*Passage shown*
=== Begin Enclosure ===
Monday, May 19, 2008 -- Buying A TV

A man was deliberating over a new television and asked the young salesperson its country of origin. The clerk disappeared into the stockroom to look on the box.

On his return he announced to the customer that the television in question was "Built in Antenna."

(Thanks to Andrew)

Tuesday, May 20, 2008 -- The Pilot & The Navigator

The pilot was sitting in his seat and pulled out a .38 revolver. He placed it on top of the instrument panel, and then asked the navigator, "Do you know what I use this for?"

The navigator replied timidly, "No, what's it for?"

The pilot responded, "I use this on navigators who get me lost!"

The navigator proceeded to pull out a .45 and place it on his chart table.

The pilot asked, "What's that for?"

"To be honest sir," the navigator replied, "I'll know we're lost before you will."

(Thanks to Douglas)
=== End Enclosure ===
Natural-language object grounding data:
=== Begin Enclosure ===
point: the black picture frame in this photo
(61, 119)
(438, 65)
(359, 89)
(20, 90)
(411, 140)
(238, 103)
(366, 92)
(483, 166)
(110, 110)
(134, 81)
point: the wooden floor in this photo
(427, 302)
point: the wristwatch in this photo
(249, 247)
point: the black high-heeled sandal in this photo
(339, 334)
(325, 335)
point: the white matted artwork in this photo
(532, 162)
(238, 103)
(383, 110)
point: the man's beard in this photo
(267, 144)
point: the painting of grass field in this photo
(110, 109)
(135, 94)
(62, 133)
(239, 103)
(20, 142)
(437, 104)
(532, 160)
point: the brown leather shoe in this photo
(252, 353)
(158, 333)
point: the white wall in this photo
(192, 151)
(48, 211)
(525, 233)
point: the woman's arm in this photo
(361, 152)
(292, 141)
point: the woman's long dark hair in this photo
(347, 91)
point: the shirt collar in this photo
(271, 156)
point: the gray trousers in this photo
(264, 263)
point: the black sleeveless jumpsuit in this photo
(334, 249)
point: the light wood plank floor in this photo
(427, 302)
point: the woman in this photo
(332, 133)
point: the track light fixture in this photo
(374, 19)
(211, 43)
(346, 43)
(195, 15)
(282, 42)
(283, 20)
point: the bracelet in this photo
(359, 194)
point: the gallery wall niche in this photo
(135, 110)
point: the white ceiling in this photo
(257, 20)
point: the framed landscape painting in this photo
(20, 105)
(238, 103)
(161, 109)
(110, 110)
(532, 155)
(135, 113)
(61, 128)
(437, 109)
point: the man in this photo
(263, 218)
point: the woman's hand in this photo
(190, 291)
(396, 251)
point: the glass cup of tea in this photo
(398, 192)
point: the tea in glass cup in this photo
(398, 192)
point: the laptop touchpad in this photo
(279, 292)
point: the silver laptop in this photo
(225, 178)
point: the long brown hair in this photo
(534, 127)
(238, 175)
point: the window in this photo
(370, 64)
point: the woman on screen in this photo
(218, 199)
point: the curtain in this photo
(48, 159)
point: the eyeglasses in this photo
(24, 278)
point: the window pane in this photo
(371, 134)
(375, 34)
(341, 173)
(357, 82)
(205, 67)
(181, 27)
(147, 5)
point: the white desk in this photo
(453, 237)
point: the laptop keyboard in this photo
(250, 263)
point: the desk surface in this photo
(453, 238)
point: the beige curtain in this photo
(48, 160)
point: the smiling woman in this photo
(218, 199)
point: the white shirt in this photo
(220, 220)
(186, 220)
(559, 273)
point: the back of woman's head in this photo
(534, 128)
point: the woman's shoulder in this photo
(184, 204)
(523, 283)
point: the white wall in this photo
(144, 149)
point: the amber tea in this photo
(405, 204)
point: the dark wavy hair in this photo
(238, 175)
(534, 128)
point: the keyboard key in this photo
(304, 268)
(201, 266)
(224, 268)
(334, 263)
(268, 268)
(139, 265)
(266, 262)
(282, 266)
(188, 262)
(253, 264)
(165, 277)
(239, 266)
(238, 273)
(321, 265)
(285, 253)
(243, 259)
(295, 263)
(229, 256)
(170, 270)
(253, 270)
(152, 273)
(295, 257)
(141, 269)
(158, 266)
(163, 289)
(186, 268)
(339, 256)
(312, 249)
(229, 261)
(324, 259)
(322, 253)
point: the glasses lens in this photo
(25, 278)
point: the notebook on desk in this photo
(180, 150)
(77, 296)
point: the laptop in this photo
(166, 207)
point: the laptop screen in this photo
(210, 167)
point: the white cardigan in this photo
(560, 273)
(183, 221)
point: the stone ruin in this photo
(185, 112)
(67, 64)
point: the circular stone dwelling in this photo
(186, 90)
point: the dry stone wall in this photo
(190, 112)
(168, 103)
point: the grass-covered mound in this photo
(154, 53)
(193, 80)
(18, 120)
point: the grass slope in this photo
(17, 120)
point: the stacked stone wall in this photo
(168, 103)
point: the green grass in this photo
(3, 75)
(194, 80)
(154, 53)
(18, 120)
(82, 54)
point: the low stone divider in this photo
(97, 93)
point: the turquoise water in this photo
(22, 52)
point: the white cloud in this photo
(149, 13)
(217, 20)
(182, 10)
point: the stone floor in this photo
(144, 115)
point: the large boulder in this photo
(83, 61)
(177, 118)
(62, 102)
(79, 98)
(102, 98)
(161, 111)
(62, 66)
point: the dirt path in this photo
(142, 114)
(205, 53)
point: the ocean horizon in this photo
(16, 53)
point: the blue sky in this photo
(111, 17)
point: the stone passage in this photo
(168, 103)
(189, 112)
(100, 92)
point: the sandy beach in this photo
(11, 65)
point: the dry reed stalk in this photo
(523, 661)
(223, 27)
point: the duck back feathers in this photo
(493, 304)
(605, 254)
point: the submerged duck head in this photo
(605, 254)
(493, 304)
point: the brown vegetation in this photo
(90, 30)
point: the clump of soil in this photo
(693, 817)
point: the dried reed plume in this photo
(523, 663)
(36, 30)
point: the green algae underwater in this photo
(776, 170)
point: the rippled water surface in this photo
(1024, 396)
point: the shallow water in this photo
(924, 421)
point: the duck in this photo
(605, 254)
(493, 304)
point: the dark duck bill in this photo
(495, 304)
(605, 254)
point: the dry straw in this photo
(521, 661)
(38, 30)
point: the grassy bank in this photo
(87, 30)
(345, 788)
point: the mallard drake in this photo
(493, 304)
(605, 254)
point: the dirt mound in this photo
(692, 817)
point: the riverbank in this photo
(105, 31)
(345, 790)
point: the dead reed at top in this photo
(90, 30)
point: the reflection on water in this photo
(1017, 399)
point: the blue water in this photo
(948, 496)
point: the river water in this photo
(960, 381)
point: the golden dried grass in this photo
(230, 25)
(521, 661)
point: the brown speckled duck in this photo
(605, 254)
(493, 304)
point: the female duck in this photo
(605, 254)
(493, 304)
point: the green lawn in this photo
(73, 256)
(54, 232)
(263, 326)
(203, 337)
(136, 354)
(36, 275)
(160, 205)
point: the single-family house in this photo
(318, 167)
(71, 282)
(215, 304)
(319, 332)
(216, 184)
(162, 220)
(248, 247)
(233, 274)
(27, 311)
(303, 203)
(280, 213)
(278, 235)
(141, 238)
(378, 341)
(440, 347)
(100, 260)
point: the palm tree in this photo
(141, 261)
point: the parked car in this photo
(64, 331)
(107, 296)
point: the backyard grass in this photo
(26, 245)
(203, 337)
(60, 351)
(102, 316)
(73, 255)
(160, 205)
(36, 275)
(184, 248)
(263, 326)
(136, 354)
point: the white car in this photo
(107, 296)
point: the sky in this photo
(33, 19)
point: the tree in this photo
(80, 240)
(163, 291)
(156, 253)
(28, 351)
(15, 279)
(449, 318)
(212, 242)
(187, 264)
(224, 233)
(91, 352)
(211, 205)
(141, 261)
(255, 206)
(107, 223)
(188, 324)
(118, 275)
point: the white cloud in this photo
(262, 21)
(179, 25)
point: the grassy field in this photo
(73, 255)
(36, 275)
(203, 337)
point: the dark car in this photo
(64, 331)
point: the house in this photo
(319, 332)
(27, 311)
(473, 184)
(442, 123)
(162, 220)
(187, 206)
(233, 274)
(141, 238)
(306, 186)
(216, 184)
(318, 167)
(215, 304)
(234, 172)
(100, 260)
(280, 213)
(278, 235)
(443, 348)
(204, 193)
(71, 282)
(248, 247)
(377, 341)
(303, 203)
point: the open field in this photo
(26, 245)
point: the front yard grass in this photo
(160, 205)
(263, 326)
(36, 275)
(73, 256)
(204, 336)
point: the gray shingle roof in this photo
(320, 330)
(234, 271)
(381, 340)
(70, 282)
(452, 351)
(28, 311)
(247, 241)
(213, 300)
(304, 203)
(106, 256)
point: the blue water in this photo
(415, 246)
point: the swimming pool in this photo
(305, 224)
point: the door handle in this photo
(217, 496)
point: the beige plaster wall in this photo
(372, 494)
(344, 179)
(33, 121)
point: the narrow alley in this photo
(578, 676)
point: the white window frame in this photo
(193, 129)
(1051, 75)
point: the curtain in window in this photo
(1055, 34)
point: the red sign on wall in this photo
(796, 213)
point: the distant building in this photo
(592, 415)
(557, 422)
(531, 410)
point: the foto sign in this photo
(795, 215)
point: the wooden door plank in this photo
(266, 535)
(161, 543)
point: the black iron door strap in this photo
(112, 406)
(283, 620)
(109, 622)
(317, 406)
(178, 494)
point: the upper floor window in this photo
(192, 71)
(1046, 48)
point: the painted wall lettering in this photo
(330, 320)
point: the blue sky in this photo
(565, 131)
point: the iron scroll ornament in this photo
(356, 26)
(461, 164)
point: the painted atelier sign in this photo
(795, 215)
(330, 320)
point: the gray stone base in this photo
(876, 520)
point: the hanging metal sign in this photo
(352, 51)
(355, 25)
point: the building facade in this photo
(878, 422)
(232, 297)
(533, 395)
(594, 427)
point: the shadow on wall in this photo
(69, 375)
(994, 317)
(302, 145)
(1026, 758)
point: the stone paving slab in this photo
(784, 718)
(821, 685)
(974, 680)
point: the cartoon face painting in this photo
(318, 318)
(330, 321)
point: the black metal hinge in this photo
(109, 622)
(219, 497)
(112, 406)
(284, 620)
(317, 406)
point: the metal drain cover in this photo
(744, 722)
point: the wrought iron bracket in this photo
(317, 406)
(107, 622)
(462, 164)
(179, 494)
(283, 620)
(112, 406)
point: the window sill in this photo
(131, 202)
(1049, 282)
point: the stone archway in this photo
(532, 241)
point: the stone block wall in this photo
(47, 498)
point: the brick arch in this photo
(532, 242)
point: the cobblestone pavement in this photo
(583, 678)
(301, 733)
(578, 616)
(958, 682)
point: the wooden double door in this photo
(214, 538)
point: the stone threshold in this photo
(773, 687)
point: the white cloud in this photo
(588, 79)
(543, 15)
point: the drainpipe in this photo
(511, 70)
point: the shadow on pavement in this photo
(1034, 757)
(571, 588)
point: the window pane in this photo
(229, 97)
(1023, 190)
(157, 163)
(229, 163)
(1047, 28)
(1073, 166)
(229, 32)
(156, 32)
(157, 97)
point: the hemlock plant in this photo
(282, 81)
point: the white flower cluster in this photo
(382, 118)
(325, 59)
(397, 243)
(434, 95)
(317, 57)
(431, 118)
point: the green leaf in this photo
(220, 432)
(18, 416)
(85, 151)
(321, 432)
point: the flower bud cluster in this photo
=== End Enclosure ===
*Task*
List every question that appears inside quotation marks in the two jokes above.

*Written answer*
- "Do you know what I use this for?"
- "No, what's it for?"
- "What's that for?"